╭─ EXCERPTED RECORDS

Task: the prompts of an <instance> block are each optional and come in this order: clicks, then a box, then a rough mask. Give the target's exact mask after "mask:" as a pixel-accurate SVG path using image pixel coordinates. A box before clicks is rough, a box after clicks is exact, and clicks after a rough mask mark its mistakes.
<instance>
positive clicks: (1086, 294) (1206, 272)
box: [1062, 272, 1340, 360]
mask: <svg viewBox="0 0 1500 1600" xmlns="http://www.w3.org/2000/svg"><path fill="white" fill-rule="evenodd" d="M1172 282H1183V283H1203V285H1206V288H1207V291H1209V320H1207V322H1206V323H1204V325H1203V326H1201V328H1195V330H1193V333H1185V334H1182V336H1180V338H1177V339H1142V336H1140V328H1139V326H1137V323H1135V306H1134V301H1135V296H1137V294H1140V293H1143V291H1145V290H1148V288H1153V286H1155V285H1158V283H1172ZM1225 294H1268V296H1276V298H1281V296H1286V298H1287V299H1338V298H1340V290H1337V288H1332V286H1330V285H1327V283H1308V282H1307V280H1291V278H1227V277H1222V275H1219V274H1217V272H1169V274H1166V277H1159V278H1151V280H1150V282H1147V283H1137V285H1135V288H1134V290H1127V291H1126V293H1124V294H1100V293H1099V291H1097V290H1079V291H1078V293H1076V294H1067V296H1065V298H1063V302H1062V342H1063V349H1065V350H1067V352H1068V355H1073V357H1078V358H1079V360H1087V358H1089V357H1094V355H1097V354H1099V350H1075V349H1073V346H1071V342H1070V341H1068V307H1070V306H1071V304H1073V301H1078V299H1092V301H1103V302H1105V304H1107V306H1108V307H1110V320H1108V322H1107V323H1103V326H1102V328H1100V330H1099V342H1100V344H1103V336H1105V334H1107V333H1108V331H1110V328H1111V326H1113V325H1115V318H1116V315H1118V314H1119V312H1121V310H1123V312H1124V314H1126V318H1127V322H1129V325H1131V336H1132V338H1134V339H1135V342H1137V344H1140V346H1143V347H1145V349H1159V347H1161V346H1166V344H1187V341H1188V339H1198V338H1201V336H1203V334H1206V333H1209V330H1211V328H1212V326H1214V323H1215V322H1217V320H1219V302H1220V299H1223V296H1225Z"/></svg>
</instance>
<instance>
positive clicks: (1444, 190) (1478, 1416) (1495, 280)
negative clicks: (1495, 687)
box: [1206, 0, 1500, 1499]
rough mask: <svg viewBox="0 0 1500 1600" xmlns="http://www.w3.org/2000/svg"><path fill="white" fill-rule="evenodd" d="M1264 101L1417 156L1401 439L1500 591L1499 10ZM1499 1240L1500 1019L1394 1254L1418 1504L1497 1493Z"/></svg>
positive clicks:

╰─

- _TASK ITEM_:
Only the lines from the one with "box: [1206, 0, 1500, 1499]" through the end of the data belong in the answer, each reproduced exactly.

- _SOLUTION FOR THIS EXERCISE_:
box: [1206, 0, 1500, 1499]
rough mask: <svg viewBox="0 0 1500 1600" xmlns="http://www.w3.org/2000/svg"><path fill="white" fill-rule="evenodd" d="M1264 101L1417 156L1401 439L1500 591L1499 10ZM1499 1240L1500 1019L1394 1254L1418 1504L1497 1493Z"/></svg>
positive clicks:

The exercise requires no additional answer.